- [DESCRIPTION OF THE TASK] Please gather every line of the entries below that contains the string "street", and copy each such line in full. Case counts.

╭─ DATA TO USE

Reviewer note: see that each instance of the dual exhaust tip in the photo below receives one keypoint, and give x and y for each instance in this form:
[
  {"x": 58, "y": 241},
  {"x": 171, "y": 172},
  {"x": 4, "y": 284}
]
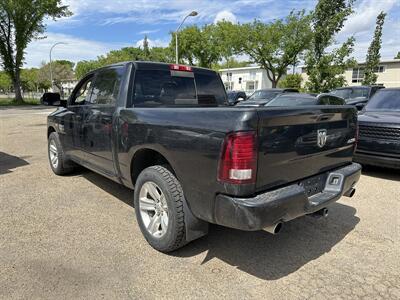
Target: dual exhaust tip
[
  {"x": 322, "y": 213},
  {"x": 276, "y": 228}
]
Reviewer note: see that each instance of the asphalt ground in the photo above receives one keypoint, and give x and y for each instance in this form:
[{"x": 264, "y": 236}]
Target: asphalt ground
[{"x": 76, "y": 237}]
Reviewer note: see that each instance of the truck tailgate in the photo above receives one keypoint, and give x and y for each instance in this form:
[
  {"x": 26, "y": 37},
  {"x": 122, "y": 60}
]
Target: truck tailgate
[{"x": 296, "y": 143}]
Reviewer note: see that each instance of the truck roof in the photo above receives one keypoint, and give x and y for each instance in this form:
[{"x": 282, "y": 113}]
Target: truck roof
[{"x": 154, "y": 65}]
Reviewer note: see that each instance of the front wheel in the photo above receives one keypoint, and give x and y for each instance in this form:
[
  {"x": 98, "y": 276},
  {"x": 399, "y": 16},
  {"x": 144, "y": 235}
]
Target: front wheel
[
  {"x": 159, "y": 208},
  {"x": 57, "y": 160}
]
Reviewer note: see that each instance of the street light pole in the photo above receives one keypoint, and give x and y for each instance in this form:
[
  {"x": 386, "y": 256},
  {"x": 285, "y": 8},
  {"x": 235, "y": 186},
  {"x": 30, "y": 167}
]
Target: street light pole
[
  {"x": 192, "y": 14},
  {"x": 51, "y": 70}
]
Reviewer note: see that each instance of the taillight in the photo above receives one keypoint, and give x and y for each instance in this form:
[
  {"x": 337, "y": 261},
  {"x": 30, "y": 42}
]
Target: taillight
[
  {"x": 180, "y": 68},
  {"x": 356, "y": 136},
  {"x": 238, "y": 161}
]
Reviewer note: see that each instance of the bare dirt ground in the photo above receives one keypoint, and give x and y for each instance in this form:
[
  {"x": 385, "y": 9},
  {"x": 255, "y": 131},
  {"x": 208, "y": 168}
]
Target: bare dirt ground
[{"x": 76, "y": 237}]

╰─
╭─ DATA TO USE

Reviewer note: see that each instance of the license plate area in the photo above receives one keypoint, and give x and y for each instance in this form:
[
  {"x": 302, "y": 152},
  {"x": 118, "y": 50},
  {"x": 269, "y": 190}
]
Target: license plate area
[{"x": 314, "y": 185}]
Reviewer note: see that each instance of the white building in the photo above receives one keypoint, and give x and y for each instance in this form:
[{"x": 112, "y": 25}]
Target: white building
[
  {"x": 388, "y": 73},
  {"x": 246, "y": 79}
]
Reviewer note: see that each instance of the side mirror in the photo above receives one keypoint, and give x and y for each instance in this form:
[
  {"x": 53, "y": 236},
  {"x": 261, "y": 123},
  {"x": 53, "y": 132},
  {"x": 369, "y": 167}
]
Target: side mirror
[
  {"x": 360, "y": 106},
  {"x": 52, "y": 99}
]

╰─
╭─ DATA TO USE

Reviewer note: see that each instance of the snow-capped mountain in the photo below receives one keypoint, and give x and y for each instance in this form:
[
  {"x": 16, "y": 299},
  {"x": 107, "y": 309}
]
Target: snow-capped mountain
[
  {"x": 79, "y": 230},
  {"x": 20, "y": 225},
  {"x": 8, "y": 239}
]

╰─

- [WRITTEN REPLY]
Reviewer note: see that each instance of the street light pole in the photo above receives one keypoint, and give x and y for each instance in this form:
Target: street light pole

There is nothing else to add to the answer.